• Tarefas e exercícios:
(1) Responda às perguntas sobre o texto acerca de tocar bateria:
(a) De que forma são assinaladas as citações literais dos entrevistados?
(b) Além de "capaz de inspirar os outros músicos", que expressão entre aspas descreve a bateria no conjunto?
(c) Segundo a última citação, o que acontece a grandes músicos com um baterista ruim?
(2) Resuma em duas frases o texto sobre tocar bateria.
(3) Retome o texto sobre tocar bateria a partir do ponto em que termina.

Neste artigo, optámos por privilegiar a primeira categoria desses resultados - tocar bateria - por reunir temas que se referem à performance, à execução musical em si e pelo interesse mais geral no campo da ergonomia do modo como estes músicos falam sobre sua atuação como atividade humana. Todos os temas mencionados foram espontaneamente levantados pelos entrevistados, e na síntese que a seguir apresentamos, tentamos transmitir o que nos foi descrito sem negligenciar as modulações das falas que deram vida ao nosso diálogo - recorrendo às vezes à citações literais (sempre colocadas entre aspas).

3.1. Tocar bateria, …

Os nossos interlocutores abordaram diferentes dimensões da sua prática musical - o uso do corpo ao tocar, a respiração, os gêneros musicais, as relações entre ouvir e tocar e também entre pensar e tocar, o aprendizado constante ao longo do tempo e os problemas de saúde e suas causas.

Nos nossos encontros, falou-se muito do ato de tocar bateria, de suas características como instrumento, da música que ela produz e das relações com os outros instrumentos. A bateria, embora possa atuar como solista, destaca-se como instrumento de conjunto, sendo “capaz de inspirar os outros músicos” e atuar como “o maestro do grupo”. Cada gênero musical tem características rítmicas marcantes, e a bateria é a responsável por garantir o ‘espírito’ da música e estabelecer a pulsação ligada ao gênero. Este núcleo rítmico é visto por eles como central na elaboração musical: “Costuma-se dizer que a base de um disco, de uma banda, é o ritmo, depois o baixo, depois os dois. Em conjunto os dois são o músculo da música, a alma e o espírito, a carne…” O baterista musical sabe como “fazer todos soarem melhor… e é capaz de inspirar os outros músicos a chegar mais além… ou destruir tudo: grandes músicos com um baterista ruim não serão uma grande banda”.

• Dados:

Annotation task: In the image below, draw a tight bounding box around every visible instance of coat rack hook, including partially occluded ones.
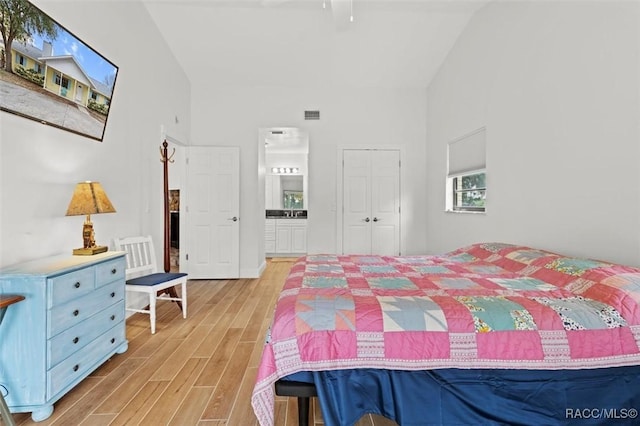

• Respostas:
(1)
(a) São sempre colocadas entre aspas.
(b) "o maestro do grupo".
(c) Não serão uma grande banda.

(2) O artigo privilegia a categoria "tocar bateria", cujos temas foram levantados espontaneamente pelos entrevistados, como o uso do corpo, a respiração, os gêneros musicais, o aprendizado constante e os problemas de saúde. A bateria destaca-se como instrumento de conjunto, responsável por estabelecer a pulsação ligada ao gênero e capaz de inspirar os outros músicos ou de destruir tudo.

(3)
Mas do ponto de vista físico, o baterista enfrenta o “desafio do equilíbrio do corpo”: sentado sobre um assento diminuto, ele coloca em ação os quatro membros simultaneamente; os pés alternam entre duas posições, o ‘heel down’ (calcanhar apoiado no chão e ponta do pé elevada para tocar o pedal) ou ‘heel up’ (calcanhar sustentado no ar antes de percutir o pedal) e devem atuar com muita precisão; os braços são mantidos contra a gravidade e muitas vezes movimentam-se para atingir com as baquetas alvos na zona de alcance máximo. Tocar bateria determina por isso um gasto energético considerável devido à sustentação dos membros, que representam cerca de 40% do peso corporal; há também uma solicitação intensa da região lombar, tanto pelas exigências de estabilidade postural necessária à precisão rítmica como pela ação dos flexores de quadril, que em parte têm origem na coluna lombar e a utilizam como ponto de apoio para a elevação do membro inferior. O transporte, montagem e desmontagem dos instrumentos, feitos de acordo com os determinantes de contexto (o meio de transporte utilizado, distância deste até o local da performance, a ocorrência de escadas etc.) em geral envolve movimentação manual de cargas e posturas desequilibradas: “quando eu monto o kit a primeira coisa que eu tiro da mala é o banco, eu sento no banquinho e tento montar a bateria sentado, sem abaixar muito, porque eu acho que é o momento mais perigoso, de montar, desmontar e carregar”.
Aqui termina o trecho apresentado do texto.